• [WHAT TO PRODUCE] Present every line of the entries below as a numbered list, omitting any blank lines.

[Items listed in a dataset]
** begin **

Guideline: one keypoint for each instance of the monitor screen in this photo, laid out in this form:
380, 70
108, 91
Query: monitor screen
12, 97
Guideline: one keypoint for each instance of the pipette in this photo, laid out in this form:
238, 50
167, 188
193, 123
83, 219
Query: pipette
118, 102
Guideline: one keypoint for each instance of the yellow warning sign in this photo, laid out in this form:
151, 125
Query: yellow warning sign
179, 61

** end **

• [FINISHED EXERCISE]
1. Guideline: one keypoint for each instance of the monitor screen in this photo, laid out in this form:
2. 380, 70
3. 108, 91
4. Query: monitor screen
5. 12, 97
6. Guideline: one keypoint for each instance of the pipette in this photo, laid out in this form:
7. 238, 50
8. 167, 188
9. 193, 123
10. 83, 219
11. Query: pipette
12. 118, 102
13. Guideline: one keypoint for each instance of the yellow warning sign in this photo, laid out in this form:
14. 151, 125
15. Query: yellow warning sign
16. 179, 61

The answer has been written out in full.